▸ TO DO
Reproduce the items below, requests included, from the line containing "Exercise. Locate the smile" through the end of the items, and nothing else. Scale every point coordinate in the answers by 0.4 and round it to a whole number, with halves rounded up.

※ ※ ※

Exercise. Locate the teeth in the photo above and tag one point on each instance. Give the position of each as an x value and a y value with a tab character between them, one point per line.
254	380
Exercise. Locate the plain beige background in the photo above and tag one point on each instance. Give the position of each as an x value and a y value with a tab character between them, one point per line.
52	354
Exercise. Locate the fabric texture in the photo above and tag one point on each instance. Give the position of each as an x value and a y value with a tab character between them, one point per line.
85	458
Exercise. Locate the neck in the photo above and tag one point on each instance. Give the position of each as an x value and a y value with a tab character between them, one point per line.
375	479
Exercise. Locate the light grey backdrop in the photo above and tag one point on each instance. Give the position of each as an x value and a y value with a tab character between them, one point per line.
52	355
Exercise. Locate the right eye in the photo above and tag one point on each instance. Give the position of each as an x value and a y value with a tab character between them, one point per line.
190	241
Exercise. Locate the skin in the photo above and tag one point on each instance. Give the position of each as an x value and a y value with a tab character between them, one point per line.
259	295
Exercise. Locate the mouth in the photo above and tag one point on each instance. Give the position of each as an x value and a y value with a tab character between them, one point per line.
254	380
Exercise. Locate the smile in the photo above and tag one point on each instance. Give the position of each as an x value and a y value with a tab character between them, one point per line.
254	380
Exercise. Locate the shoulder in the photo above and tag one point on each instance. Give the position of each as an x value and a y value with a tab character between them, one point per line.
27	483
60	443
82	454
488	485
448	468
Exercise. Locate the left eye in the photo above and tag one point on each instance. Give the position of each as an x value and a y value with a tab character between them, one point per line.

※ ※ ※

▸ THE SOLUTION
Exercise. Locate the smile in the photo above and tag one point on each instance. Give the position of each as an x value and a y value with a tab character between them, one point per line.
102	152
Exercise. Locate the shoulder in the photo above and tag one point on each instance. Give the position of each as an x value and a y value with a tab character between them, one point per line.
11	193
24	177
33	182
195	194
179	187
Exercise. Locate the left eye in the photo above and tag one point on each instance. Give the position of each as an x value and a y value with a tab character between them, one point per line.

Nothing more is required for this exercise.